- TASK OBJECTIVE -
Scan the material below and count each line with the string "stone". Reply with the count alone.

- DATA FOR ANALYSIS -
——————
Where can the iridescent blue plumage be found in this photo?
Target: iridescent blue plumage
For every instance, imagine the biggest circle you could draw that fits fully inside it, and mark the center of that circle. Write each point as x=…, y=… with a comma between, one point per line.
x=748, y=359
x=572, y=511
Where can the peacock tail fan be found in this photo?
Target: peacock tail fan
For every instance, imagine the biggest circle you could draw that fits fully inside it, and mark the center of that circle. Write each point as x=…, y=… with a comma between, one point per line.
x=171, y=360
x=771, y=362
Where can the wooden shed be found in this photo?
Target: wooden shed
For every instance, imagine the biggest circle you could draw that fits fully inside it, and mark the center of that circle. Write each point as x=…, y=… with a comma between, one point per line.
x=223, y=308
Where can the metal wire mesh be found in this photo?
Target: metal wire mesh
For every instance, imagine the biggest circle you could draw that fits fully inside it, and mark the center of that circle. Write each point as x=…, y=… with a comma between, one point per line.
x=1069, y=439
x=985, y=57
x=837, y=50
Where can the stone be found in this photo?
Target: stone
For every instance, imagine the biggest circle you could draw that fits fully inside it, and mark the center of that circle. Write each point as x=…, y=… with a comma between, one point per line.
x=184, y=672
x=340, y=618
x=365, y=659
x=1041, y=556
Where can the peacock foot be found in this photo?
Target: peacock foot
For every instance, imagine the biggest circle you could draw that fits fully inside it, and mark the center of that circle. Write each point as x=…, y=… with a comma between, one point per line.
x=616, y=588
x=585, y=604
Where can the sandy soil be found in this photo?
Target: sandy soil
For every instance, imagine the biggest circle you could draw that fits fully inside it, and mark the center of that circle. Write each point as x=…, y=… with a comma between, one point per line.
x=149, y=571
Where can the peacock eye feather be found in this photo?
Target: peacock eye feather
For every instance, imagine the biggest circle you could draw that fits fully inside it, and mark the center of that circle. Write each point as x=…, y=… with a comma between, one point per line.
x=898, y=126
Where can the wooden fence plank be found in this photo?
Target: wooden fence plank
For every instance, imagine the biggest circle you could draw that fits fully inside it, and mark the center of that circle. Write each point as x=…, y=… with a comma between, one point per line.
——————
- PROBLEM SOLUTION -
2